*Extrait fourni:*
----------------
Mois de juin, mois du Sacré Coeur. InfoCatho vous propose, tout
au long de ce mois de découvrir un peu plus la dévotion au sacré Coeur
et de vous unir notre chaîne de prière pour la France.
Voici pour ouvrir ce mois sacré l’encyclique du pape Léon XIII pour la consécration du genre humain au Sacré Cœur.
Voici pour ouvrir ce mois sacré l’encyclique du pape Léon XIII pour la consécration du genre humain au Sacré Cœur.
Donné à Rome, près Saint-Pierre, le 25 mai de l’année 1899, de notre pontificat la vingt-deuxième.
A nos vénérables
frères les archevêques, les évêques et les autres ordinaires de la
confédération canadienne en paix et en communion avec le siège
apostolique.
LÉON XIII, PAPE
Vénérables Frères, Salut et bénédiction apostolique.
Nous avons naguère,
comme vous le savez, ordonné par lettres apostoliques qu’un jubilé
serait célébré prochainement dans cette ville sainte, suivant la coutume
et la règle établies par les anciens. Aujourd hui, dans l’espoir et
dans l’intention d’accroître la piété dont sera empreinte cette
solennité religieuse, Nous avons projeté et nous conseillons une
manifestation éclatante. Pourvu que tous les fidèles Nous obéissent de
cœur et avec une bonne volonté unanime et généreuse, Nous attendons de
cet acte, et non sans raison, des résultats précieux et durables,
d’abord pour la religion chrétienne et ensuite pour le genre humain tout
entier.
Maintes fois, Nous
Nous sommes efforcé d’entretenir et de mettre de plus en plus en lumière
cette forme excellente de piété, qui consiste à honorer le Très Sacré
Cœur de Jésus. Nous suivions en cela l’exemple de nos prédécesseurs
Innocent XII, Benoît XIII, Clément XIII, Pie VI, Pie VII et Pie IX. Tel
était notamment le but de notre décret publié le 28 juin de l’année
1889, et par lequel Nous avons élevé au rite de première classe la fête
du Sacré Cœur.
Mais maintenant Nous
songeons à une forme de vénération plus imposante encore, qui puisse
être en quelque sorte la plénitude et la perfection de tous les hommages
que l’on a coutume de rendre au Cœur très sacré. Nous avons confiance
que cette manifestation de piété sera très agréable à Jésus-Christ,
rédempteur.
----------------
*Données enregistrées:*
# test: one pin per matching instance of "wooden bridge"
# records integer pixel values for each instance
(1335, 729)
----------------
*Consignes:*
A. Indiquez si chacune des affirmations suivantes concorde avec l'extrait sur le Sacré Cœur, en répondant par oui ou par non et en citant à l'identique les mots du texte qui tranchent : (i) le document a été donné à Rome le 25 mai 1899 ; (ii) le décret de 1889 a élevé la fête du Sacré Cœur au rite de seconde classe ; (iii) la lettre s'adresse aux évêques de France.
B. Poursuivez la rédaction de l'extrait sur le Sacré Cœur à partir de l'endroit où il s'arrête.

*Réponses:*
A.
(i) Oui : « Donné à Rome, près Saint-Pierre, le 25 mai de l’année 1899 ».
(ii) Non : « Nous avons élevé au rite de première classe la fête du Sacré Cœur ».
(iii) Non : « les autres ordinaires de la confédération canadienne ».

B.
D’ailleurs, ce n’est
pas pour la première fois que le projet dont nous parlons est mis en
question. En effet, il y a environ vingt-cinq ans, à l’approche des
solennités du deuxième centenaire du jour où la bienheureuse
Marguerite-Marie Alacoque avait reçu de Dieu l’ordre de propager le
culte du divin Cœur, des lettres pressantes émanant non seulement de
particuliers, mais encore d’évêques, furent envoyées en grand nombre et
de tous côtés à Pie IX. Elles tendaient à obtenir que le Souverain
Pontife voulût bien consacrer au très saint Cœur de Jésus l’ensemble du
genre humain. On jugea bon de différer, afin que la décision fût mûrie
davantage. En attendant, les villes reçurent l’autorisation de se
consacrer séparément si cela leur agréait, et une formule de
consécration fut prescrite. Maintenant, de nouveaux motifs étant
survenus, Nous pensons que l’heure est arrivée de mener à bien ce
projet.
Ce témoignage général
et solennel de respect et de piété est bien dû à Jésus-Christ, car Il
est le Prince et le Maître suprême. En effet son empire ne s’étend pas
seulement aux nations qui professent la foi catholique, ou aux hommes
qui ayant reçu régulièrement le saint baptême se rattachent en droit à
l’Eglise, quoiqu’ils en soient séparés par des opinions erronées ou par
un dissentiment qui les arrache à sa tendresse.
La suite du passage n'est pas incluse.